More than a few artists (and other entertainment professionals) have scheduled tours for 2022 after most crowd-based happenings were shelved in 2020 and 2021. But fans only have so many dollars – and free evenings – to spend on live events, and Live Nation is now taking steps to offload tickets at reduced prices.
It’s hardly a secret that COVID-19 lockdown restrictions decimated the concert and festival space in 2020 and much of 2021, forcing a number of venues to permanently shut their doors and causing financial hardship throughout the music community. Predictably, given these unprecedented challenges, artists were quick to book tours for the second half of 2021 and especially 2022.
In one of several testaments to the latter – and to fans’ desire to enjoy live music once again – Live Nation (NYSE: LYV) said in its Q4 2021 earnings report (published in February of 2022) that it had “put on over 17 thousand concerts for 35 million fans in 2021.” During 2021’s final five months, north of 15 million individuals attended Live Nation-promoted outdoor events in the U.S. and the U.K., higher-ups also relayed – a jump of almost 25 percent from the same period in 2021.

§ **Exercise requirements**:
A) Update the article on Live Nation's concert tickets from "More than a" through "at reduced prices.", replacing "live events" with "concerts".
B) In the article on Live Nation's concert tickets, rewrite the paragraph beginning "It’s hardly a secret" in fewer words, keeping its main facts.
C) Continue the article on Live Nation's concert tickets from its final sentence.

§ **Items from a data source**:
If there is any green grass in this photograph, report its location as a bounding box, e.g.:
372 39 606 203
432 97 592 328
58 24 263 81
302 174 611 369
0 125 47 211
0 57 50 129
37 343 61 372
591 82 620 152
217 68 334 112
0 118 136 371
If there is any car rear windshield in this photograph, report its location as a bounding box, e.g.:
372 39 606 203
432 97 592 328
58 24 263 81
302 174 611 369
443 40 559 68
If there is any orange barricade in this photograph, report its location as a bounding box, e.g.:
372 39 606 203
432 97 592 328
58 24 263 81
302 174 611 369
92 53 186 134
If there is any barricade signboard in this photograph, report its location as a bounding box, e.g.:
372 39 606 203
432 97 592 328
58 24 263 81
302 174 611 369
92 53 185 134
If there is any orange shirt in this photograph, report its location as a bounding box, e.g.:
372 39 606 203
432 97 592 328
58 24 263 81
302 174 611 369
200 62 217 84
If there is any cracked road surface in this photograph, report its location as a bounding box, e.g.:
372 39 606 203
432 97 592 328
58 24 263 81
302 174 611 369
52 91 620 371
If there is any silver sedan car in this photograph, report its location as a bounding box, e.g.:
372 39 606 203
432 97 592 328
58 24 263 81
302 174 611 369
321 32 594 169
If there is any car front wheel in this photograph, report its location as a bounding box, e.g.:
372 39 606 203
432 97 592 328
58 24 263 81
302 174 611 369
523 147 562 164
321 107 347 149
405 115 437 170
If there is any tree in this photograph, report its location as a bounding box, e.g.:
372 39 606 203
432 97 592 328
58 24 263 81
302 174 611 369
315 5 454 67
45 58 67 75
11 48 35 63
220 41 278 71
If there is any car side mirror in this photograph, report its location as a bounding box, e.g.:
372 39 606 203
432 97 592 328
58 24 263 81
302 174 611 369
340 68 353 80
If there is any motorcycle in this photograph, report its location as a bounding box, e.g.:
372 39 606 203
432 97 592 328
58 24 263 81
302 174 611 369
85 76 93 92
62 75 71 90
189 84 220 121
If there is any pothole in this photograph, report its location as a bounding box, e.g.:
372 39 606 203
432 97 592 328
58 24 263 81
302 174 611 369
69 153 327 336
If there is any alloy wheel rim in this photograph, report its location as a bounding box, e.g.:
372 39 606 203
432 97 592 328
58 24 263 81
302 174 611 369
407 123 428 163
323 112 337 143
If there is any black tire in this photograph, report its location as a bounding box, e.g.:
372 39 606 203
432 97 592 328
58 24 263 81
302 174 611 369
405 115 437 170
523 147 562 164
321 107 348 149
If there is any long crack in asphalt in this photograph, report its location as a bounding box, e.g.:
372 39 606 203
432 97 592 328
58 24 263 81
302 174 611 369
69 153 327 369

§ **Exercise results**:
A)
More than a few artists (and other entertainment professionals) have scheduled tours for 2022 after most crowd-based happenings were shelved in 2020 and 2021. But fans only have so many dollars – and free evenings – to spend on concerts, and Live Nation is now taking steps to offload tickets at reduced prices.

B) COVID-19 lockdowns devastated concerts and festivals in 2020 and most of 2021. Some venues closed permanently, and the music community suffered financially. In response, artists rushed to book tours for late 2021 and especially 2022.

C)
Additionally, Live Nation through last month’s midway point had sold an astonishing 45 million tickets to 2022 events – an increase of 45 percent against 2019, with eight artists having moved more than 500,000 tickets apiece.
Notwithstanding these considerable sales figures and their scheduling implications, the likes of Rod Stewart and Cheap Trick, Jason Aldean, Def Leppard and Mötley Crüe, Chris Stapleton, Sum 41 and Simple Plan, OneRepublic, Maroon 5, Brooks & Dunn, The Offspring, Lady Gaga, and The Weeknd announced or expanded tour plans in the subsequent three or so weeks. Similarly, music festivals such as Coachella, Bonnaroo, and EDC Las Vegas are fast approaching.
Now, as mentioned at the outset, Live Nation is officially selling concert tickets at substantially reduced prices, including passes to shows from Rod Stewart, OneRepublic, Halsey, Josh Groban, Big Time Rush, and Slipknot.
Live Nation has included a portion of these artists in its “2022 Lawn Pass” program, which rolled out last week and, for a $199 flat fee (plus tax and fees), will afford purchasers access to as many as 40 shows at certain venues over the summer.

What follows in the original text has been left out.